• _Reading text_:
+ + + + + + +
Impact of Low-Cost Imports and US Trade Policies on Thai Industries
PUBLISHED: 4 Jan 2025 at 04:45
The Thai Industry Ministry is urging manufacturers across five critical sectors, including automotive, to adapt proactively to anticipated US trade policies, the surge of low-cost imports, and the wave of disruptive technologies.
The sectors also include electronics, electrical appliances, steel, and garments.
“We advise entrepreneurs within these industries to closely monitor how these factors could intensify throughout the year, impacting their operations,” stated a senior official from the Office of Industrial Economics (OIE).
Domestic car sales are experiencing a downturn, with buyers struggling to secure auto loans amid rising household debt levels.
In addition, auto parts manufacturers primarily producing components for internal combustion engine vehicles face challenges from the ongoing transition to electric vehicle technology.
Thailand is actively promoting electric vehicle adoption, offering incentives to global manufacturers to establish EV assembly plants in the country.
Last year, the Federation of Thai Industries (FTI) encouraged auto parts manufacturers to diversify into medical device production as a strategic adjustment.
The FTI believes this transition could include manufacturing medical products, such as single-use diagnostic test kits and durable items like wheelchairs and hospital beds, although support from the government will be critical for successful implementation.
The OIE has previously warned of an increasingly competitive landscape in Thailand’s market as foreign entities gain ground by sending more products to the region.
In the previous year, many consumers opted for affordable imported goods over locally produced items, especially from Chinese suppliers who frequently utilize online sales channels.
With a stronger US tariff policy expected under the incoming administration, Thai manufacturers may face new challenges. Reports indicate notable tariff increases could be imposed on imported goods with specific rates of 10-20% and potentially reaching 60-100% for products from China.
+ + + + + + +
• _Input data_:
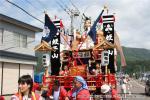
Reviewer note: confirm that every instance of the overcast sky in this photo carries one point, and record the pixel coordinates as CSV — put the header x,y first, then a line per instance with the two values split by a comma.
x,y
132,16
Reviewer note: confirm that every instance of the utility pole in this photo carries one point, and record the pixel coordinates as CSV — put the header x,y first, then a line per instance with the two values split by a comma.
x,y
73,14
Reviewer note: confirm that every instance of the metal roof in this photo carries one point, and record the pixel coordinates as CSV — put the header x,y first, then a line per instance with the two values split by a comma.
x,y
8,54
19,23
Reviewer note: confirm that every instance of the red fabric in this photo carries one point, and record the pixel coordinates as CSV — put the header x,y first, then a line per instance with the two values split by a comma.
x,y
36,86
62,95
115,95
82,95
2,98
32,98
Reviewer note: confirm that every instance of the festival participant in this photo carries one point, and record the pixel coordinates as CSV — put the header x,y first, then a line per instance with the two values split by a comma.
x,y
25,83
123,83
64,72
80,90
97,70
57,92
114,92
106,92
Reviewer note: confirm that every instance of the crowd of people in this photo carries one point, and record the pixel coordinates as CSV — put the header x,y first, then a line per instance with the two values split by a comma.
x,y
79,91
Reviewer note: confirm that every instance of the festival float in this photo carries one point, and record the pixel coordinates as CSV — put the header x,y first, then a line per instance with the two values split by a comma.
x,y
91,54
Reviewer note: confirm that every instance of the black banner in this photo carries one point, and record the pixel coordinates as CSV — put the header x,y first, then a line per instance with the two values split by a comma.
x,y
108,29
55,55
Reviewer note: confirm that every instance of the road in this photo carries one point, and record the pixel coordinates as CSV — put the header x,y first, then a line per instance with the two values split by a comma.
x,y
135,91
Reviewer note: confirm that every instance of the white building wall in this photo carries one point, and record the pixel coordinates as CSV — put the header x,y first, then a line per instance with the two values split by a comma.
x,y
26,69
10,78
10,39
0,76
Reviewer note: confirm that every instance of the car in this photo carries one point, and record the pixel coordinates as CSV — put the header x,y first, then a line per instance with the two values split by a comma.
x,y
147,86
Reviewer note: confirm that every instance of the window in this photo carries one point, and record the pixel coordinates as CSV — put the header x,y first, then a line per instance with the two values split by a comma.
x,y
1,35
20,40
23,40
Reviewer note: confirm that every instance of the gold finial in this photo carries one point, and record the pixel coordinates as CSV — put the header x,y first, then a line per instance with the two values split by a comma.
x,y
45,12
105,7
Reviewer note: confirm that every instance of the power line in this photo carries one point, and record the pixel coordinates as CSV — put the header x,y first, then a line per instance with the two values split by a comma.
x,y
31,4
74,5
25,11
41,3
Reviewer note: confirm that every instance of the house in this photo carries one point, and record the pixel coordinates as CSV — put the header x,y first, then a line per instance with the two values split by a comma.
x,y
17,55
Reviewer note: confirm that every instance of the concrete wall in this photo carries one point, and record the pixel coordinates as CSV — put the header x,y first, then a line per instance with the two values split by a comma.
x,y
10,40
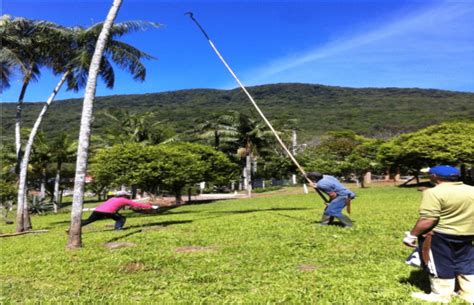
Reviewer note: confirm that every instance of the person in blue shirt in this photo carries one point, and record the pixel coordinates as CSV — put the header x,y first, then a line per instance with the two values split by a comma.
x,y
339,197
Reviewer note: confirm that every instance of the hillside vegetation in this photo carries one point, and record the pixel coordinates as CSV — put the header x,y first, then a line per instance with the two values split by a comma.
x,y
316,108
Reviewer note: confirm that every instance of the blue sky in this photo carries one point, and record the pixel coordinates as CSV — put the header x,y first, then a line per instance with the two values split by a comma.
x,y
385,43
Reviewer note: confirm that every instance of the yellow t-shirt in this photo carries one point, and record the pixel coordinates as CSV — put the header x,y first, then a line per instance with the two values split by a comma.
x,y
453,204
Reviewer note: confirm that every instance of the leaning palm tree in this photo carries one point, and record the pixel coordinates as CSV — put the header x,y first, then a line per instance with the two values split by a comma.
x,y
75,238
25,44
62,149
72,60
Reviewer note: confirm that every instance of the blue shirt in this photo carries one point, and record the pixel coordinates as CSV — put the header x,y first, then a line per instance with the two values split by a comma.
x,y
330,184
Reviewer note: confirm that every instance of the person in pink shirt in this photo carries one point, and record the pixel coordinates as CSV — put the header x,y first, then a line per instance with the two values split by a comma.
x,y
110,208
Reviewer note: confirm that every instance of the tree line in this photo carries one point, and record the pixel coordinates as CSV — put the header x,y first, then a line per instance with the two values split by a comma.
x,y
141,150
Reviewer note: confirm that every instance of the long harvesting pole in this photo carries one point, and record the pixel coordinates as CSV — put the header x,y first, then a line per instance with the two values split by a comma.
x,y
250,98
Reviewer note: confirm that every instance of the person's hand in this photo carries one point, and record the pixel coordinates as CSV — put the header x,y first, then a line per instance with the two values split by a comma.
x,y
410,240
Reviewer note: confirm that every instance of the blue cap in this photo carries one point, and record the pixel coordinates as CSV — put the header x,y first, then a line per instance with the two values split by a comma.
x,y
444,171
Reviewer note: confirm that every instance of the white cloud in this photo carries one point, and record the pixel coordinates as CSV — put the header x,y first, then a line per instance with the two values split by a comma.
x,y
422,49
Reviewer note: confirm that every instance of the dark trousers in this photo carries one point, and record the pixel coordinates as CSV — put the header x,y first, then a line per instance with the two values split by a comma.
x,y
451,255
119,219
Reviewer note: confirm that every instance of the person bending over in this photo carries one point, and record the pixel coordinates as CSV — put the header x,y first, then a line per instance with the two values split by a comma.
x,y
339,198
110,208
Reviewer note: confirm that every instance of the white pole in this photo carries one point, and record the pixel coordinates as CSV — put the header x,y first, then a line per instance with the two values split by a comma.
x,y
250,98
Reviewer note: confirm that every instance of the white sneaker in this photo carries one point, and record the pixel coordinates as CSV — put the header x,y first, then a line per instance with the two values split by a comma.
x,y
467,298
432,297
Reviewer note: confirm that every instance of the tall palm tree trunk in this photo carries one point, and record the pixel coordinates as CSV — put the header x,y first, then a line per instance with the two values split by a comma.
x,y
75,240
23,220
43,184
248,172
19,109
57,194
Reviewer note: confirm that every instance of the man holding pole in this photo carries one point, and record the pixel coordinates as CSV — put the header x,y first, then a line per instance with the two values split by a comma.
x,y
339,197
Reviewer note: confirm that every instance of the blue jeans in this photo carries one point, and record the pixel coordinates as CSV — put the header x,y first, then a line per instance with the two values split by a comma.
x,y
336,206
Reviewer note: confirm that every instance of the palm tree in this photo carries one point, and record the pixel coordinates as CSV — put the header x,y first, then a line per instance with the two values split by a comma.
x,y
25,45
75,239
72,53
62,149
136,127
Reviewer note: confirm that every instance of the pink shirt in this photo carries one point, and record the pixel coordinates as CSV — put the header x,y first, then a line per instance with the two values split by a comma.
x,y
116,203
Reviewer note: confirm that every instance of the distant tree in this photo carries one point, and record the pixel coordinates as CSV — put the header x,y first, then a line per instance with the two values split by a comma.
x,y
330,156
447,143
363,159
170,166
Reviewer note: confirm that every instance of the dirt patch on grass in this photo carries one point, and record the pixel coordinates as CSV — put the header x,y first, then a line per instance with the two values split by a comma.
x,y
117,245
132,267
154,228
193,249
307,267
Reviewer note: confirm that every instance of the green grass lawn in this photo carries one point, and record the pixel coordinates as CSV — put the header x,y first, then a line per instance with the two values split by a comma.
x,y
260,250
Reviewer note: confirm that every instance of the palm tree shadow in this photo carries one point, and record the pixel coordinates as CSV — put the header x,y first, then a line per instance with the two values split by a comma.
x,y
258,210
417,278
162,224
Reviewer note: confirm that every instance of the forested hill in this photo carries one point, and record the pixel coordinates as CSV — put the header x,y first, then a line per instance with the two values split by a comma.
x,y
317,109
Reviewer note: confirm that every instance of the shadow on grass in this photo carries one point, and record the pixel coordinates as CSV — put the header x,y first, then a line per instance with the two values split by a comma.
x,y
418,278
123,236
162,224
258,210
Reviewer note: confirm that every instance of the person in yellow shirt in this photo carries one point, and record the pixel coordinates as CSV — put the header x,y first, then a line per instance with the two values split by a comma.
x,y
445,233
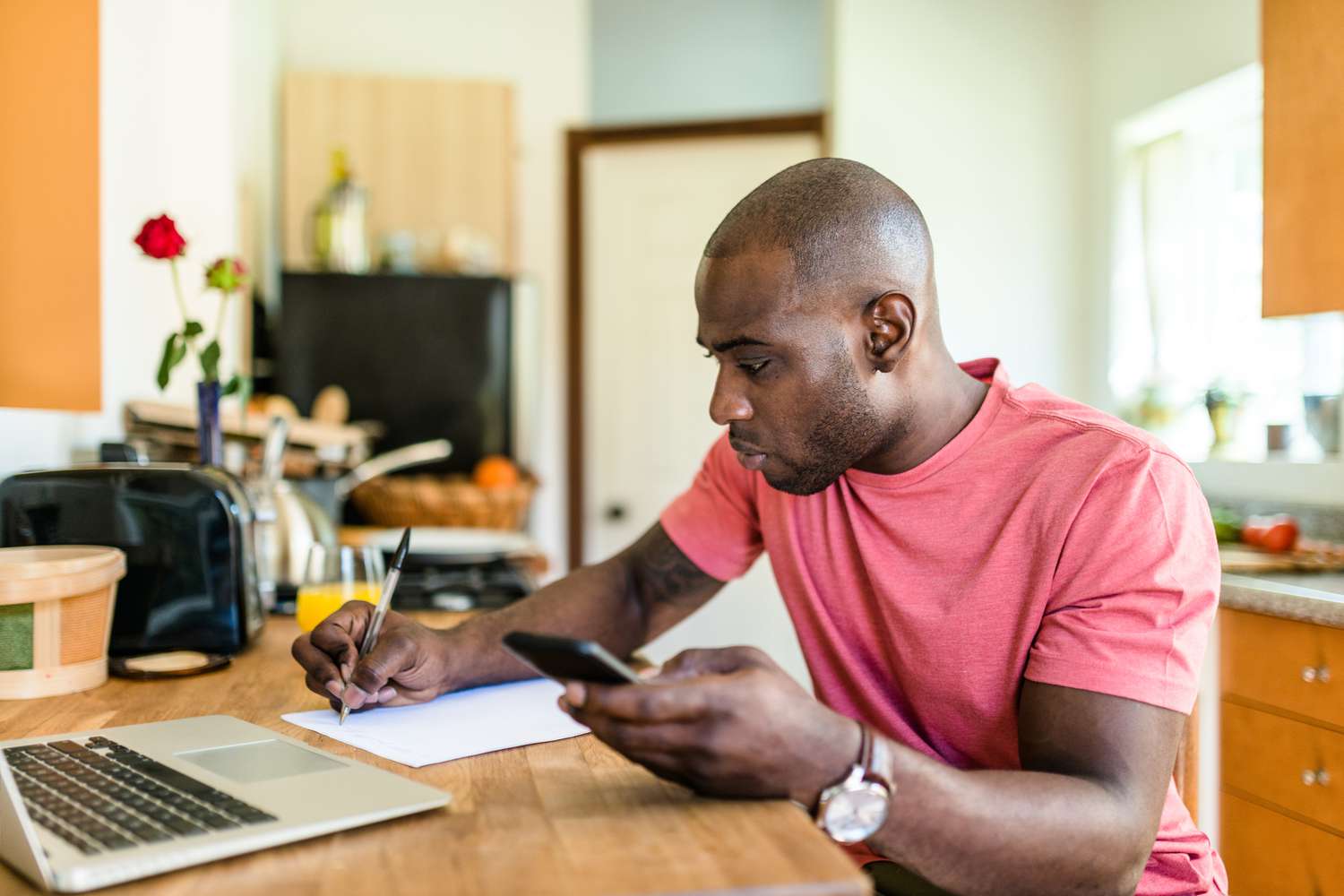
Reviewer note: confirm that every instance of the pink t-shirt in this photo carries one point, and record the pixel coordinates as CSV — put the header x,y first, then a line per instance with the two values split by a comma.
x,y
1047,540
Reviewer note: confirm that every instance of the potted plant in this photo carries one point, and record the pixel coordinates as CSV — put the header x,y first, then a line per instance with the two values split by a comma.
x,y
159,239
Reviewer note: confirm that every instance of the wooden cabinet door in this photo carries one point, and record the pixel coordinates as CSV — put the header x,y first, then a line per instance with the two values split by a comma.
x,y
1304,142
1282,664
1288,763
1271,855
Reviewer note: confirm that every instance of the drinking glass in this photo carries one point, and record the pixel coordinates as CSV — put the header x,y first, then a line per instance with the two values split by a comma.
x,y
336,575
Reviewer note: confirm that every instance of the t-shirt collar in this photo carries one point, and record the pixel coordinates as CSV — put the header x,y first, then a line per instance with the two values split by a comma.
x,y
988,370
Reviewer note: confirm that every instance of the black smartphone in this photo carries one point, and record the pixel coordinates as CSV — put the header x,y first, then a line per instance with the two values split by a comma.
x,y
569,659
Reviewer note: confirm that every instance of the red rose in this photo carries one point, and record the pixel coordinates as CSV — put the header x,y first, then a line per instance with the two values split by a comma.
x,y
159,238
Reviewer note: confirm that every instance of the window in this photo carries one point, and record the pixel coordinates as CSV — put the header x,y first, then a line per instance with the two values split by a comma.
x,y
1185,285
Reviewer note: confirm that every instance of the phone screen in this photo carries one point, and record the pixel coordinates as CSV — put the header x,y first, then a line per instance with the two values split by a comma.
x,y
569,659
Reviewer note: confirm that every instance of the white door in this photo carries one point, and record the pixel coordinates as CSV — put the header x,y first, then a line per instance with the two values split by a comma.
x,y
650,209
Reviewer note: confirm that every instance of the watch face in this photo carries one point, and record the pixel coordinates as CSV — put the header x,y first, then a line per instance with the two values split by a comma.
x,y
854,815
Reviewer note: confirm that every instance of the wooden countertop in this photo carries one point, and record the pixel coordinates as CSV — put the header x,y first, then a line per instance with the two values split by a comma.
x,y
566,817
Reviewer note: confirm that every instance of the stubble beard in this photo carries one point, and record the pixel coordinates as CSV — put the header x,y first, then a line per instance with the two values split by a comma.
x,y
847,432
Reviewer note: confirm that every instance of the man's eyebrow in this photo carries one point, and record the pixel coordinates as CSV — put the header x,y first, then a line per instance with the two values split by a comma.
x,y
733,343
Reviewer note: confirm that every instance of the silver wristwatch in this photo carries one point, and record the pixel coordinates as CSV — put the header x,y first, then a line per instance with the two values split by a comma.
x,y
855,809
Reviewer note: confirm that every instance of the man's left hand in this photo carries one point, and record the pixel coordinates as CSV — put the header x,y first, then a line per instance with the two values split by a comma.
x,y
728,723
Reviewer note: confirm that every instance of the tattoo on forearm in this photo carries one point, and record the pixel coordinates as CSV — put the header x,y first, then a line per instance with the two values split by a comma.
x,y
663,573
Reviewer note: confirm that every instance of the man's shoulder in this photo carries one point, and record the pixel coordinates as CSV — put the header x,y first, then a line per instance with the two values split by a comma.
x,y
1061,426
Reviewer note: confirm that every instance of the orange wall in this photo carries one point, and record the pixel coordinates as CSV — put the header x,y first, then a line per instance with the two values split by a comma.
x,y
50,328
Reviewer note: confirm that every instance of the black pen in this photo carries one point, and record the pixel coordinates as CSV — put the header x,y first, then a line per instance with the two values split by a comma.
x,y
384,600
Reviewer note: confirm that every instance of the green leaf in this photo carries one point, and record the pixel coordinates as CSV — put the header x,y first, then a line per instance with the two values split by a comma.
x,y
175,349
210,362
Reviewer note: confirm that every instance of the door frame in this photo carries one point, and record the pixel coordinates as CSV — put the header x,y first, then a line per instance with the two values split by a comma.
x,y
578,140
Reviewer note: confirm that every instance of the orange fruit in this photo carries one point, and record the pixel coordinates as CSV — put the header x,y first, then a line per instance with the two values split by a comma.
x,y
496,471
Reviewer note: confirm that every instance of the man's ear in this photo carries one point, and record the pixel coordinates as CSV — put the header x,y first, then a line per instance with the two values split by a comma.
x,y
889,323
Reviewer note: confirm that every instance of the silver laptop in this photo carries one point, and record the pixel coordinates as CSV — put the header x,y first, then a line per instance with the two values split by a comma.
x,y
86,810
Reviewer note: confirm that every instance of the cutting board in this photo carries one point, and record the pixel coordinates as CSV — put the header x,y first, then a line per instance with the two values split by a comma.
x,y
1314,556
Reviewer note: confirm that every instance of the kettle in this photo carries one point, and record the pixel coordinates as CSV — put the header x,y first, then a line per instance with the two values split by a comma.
+ + + + + + +
• _Set of tasks_:
- 1) Rewrite the Thai industries text from "Last year, the" through "a strategic adjustment.", changing "medical device production" to "renewable energy equipment".
- 2) Using the Thai industries text, state whether each statement agrees with it, and quote the words that decide it: (a) Steel is one of the sectors the Industry Ministry is addressing. (b) Domestic car sales are increasing. (c) The FTI considers government support unnecessary for the shift into medical products.
The material comes from a separate source unrelated to the text.

• _Activity answers_:
- 1)
Last year, the Federation of Thai Industries (FTI) encouraged auto parts manufacturers to diversify into renewable energy equipment as a strategic adjustment.

- 2)
(a) Yes: "The sectors also include electronics, electrical appliances, steel, and garments."
(b) No: "Domestic car sales are experiencing a downturn"
(c) No: "although support from the government will be critical for successful implementation"